__Text__.
<<<<

Steve Schwartzman
November 14, 2020 at 10:19 AM
That purple ‘spotlight’ is just precious!!!!
marina kanavaki
November 14, 2020 at 2:22 PM
‘Spotlight’ is a good way to put it.
Steve Schwartzman
November 14, 2020 at 2:49 PM
😉
marina kanavaki
November 15, 2020 at 2:42 AM
They are pretty – I’ll bet the hummingbirds love them
norasphotos4u
November 14, 2020 at 3:50 PM
Right you are:
https://npsot.org/wp/story/2015/7622/
Steve Schwartzman
November 14, 2020 at 4:03 PM
Rather lovely – looks very much like a fuchsia flower.
Heyjude
November 14, 2020 at 7:49 PM
I looked up pictures of fuchsia flowers and found that they hang down, which is one reason you saw a similarity. That’s not normally the case with standing cypress, though. Usually the plant lives up to its name and stands erect, but for some reason the stalk I photographed had fallen sideways. Here’s a more-typical view, with the flowers horizontally oriented:
https://portraitsofwildflowers.wordpress.com/2019/07/04/another-july-4th/
Steve Schwartzman
November 14, 2020 at 9:16 PM
Ah, yes that does look very different. Such a vibrant red.
Heyjude
November 15, 2020 at 6:01 AM
Those vibrant red flowers are what standing cypress is known for. I gather that’s true for some fuchsias, too.
Steve Schwartzman
November 15, 2020 at 6:29 AM
There! That’s what purple and red lobelia would look like together. The combination of colors is beautiful. I enjoyed the seeds hanging in parallel with the flowers, too. I think those must be visitors, since the only photos I could find of the standing cypress seeds showed pods but no fluff.
shoreacres
November 15, 2020 at 7:20 AM
As soon as I noticed the verbena close by I knew it’d make a great contrasting glow behind one of the red flowers. The idea came more readily than the doing, but it was easy enough to throw away the failures. All it takes is one success. You’re right about the seeds being intruders; from what other plant, I don’t know.

>>>>

__Aim of the task__.
Render this sentence from the comment thread about standing cypress into French: "Usually the plant lives up to its name and stands erect, but for some reason the stalk I photographed had fallen sideways."

(Dataset excerpts)
<<<<

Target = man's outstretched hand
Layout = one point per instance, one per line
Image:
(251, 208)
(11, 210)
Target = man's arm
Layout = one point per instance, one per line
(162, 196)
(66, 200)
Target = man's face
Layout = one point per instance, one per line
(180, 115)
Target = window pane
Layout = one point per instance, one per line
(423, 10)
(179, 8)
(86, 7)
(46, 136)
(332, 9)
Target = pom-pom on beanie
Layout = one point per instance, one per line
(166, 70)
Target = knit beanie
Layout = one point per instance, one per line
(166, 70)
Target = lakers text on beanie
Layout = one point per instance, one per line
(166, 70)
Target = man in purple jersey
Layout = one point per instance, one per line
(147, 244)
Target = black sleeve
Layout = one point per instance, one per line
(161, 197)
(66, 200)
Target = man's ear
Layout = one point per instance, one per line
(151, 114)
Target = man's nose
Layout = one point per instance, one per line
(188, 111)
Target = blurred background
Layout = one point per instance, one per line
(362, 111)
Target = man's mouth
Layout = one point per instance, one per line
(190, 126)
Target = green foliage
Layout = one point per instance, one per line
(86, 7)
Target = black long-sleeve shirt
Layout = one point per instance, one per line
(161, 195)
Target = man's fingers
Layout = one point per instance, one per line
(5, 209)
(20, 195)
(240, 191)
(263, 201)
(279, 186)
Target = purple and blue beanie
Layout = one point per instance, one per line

>>>>

__Your response__.
D'habitude, la plante est fidèle à son nom et se tient droite, mais pour une raison quelconque, la tige que j'ai photographiée était tombée sur le côté.